» Data entries:
'''
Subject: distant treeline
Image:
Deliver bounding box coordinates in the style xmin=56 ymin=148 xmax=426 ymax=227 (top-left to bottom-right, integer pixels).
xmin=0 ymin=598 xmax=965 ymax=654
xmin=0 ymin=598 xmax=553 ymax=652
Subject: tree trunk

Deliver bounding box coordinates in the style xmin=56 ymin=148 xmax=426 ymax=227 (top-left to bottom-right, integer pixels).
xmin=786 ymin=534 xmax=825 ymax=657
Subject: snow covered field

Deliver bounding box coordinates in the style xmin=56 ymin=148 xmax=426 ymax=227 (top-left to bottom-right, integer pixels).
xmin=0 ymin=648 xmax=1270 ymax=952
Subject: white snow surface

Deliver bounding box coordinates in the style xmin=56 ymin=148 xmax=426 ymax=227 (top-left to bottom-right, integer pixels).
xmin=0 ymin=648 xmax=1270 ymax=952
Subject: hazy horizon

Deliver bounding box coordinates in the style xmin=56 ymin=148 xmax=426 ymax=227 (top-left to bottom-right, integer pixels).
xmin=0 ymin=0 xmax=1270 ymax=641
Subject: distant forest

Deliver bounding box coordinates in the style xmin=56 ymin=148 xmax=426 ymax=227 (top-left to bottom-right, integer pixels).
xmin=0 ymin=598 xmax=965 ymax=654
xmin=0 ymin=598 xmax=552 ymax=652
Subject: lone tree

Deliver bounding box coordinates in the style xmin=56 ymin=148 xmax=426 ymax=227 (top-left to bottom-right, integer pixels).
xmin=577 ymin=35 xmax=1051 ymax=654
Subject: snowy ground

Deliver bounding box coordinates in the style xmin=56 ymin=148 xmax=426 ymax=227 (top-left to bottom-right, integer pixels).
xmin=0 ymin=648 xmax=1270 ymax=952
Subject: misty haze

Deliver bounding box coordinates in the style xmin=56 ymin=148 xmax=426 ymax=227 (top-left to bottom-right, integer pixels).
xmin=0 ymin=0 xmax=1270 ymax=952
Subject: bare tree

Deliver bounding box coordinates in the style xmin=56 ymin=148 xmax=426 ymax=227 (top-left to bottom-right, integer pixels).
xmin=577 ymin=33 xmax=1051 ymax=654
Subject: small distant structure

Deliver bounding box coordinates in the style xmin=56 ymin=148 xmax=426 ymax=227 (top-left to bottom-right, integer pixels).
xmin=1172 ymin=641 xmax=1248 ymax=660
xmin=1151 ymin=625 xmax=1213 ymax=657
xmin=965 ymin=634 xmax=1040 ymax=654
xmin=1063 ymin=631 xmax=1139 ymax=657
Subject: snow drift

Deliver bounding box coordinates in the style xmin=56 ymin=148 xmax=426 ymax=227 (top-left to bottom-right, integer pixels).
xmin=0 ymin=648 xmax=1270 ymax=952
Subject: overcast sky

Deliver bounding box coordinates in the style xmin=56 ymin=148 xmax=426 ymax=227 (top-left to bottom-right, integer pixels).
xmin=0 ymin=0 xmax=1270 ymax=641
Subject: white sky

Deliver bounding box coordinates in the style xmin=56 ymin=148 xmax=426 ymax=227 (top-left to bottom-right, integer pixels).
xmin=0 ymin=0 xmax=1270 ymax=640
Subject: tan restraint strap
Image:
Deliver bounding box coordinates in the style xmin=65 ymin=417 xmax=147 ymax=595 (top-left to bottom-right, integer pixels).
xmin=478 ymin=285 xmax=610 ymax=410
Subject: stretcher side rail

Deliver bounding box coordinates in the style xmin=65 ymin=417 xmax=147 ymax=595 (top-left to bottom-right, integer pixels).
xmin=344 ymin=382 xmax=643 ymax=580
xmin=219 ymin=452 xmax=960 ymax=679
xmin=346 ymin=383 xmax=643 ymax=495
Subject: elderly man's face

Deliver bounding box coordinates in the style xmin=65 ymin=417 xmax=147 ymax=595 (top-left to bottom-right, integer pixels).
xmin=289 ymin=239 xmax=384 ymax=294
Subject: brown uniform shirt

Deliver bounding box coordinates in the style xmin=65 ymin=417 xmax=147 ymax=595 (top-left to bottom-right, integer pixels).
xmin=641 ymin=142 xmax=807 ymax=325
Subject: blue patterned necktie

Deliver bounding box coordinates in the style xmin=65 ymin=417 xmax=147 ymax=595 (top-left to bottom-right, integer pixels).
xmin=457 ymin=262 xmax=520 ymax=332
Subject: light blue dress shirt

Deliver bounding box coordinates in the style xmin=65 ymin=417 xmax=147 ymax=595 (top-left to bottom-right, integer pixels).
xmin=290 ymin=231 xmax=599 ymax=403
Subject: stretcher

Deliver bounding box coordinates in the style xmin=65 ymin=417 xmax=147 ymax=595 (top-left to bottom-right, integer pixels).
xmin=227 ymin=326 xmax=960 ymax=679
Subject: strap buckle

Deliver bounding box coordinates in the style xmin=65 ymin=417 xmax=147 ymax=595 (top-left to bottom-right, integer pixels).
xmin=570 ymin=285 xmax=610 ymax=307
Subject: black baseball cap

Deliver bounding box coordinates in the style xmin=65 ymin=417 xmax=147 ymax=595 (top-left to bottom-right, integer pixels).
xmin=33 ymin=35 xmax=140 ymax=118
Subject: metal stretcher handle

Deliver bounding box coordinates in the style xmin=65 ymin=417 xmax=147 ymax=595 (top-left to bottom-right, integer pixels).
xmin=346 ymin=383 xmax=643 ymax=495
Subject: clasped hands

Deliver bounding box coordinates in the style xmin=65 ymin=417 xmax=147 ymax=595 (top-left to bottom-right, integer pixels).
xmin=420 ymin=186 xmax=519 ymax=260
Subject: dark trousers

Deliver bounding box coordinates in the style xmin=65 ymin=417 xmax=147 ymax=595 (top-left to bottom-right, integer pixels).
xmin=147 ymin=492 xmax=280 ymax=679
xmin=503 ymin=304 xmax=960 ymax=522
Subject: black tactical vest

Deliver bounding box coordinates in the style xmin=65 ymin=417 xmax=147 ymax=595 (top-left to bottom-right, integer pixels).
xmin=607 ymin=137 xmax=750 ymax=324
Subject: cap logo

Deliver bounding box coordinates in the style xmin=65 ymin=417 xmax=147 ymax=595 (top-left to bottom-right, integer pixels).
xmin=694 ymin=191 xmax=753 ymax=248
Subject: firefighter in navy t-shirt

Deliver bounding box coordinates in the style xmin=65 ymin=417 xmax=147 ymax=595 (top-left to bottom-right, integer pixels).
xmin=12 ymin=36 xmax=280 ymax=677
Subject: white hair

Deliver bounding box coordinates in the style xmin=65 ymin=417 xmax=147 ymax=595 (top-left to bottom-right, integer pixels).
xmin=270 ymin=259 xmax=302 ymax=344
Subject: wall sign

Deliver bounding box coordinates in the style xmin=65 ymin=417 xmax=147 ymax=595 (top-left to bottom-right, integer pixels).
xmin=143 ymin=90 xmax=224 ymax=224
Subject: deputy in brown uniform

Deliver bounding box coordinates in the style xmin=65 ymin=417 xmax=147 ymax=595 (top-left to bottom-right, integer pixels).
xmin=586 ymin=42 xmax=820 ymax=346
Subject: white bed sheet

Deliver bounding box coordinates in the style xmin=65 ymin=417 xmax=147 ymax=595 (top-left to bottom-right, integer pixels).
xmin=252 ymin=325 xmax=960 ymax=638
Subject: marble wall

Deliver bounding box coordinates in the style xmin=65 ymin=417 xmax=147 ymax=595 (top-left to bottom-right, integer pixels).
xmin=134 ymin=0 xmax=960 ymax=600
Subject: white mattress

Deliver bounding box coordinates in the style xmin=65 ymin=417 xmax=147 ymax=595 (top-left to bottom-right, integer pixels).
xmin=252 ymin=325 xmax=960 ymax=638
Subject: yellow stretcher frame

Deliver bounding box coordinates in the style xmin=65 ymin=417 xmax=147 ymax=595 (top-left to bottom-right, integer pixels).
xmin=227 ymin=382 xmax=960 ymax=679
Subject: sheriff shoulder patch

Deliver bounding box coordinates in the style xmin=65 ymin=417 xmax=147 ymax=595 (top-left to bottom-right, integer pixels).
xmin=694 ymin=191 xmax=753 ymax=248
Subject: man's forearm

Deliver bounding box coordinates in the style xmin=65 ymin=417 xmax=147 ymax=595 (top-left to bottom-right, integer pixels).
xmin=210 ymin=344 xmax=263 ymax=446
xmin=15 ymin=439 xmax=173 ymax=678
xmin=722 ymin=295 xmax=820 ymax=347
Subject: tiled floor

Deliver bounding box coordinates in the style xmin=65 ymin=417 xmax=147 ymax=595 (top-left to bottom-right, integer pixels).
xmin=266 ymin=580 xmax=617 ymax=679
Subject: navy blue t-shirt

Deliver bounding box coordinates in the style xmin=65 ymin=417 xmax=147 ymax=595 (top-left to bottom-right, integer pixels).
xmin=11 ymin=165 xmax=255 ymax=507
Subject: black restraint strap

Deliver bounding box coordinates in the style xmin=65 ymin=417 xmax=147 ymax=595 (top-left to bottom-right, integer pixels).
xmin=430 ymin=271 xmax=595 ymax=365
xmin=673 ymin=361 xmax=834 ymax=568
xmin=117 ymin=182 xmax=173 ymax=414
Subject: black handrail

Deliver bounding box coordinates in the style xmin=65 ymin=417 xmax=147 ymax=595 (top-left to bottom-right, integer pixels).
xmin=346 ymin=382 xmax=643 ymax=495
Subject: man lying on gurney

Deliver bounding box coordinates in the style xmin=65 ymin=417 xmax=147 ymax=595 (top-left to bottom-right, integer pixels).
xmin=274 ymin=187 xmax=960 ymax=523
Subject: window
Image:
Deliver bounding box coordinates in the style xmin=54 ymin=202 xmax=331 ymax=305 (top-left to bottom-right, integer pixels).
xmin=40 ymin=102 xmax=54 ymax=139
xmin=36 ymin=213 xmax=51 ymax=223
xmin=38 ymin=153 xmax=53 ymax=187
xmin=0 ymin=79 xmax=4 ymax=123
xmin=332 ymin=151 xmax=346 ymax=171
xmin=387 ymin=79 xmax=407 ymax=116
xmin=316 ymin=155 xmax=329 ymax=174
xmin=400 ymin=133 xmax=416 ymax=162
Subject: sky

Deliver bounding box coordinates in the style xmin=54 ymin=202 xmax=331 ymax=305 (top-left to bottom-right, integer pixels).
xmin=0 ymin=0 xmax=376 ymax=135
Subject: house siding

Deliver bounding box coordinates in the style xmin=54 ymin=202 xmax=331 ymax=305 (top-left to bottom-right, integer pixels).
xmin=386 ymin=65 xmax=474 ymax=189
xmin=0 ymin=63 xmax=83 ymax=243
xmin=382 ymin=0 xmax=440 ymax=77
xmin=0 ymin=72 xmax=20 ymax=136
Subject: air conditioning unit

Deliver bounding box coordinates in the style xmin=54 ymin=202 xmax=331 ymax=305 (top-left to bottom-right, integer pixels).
'''
» Problem description:
Please render part of the listing as a Markdown table with the columns "Row" and "Line", leaving out blank lines. Begin at the line that has "Subject: brown uniform shirt" and stop after the line that has "xmin=457 ymin=262 xmax=520 ymax=332".

» Solution to the exercise:
| Row | Line |
|---|---|
| 1 | Subject: brown uniform shirt |
| 2 | Deliver bounding box coordinates in the style xmin=65 ymin=417 xmax=147 ymax=595 (top-left to bottom-right, integer pixels). |
| 3 | xmin=641 ymin=142 xmax=807 ymax=325 |
| 4 | Subject: blue patterned necktie |
| 5 | Deliver bounding box coordinates in the style xmin=65 ymin=417 xmax=147 ymax=595 (top-left to bottom-right, integer pixels). |
| 6 | xmin=457 ymin=262 xmax=520 ymax=332 |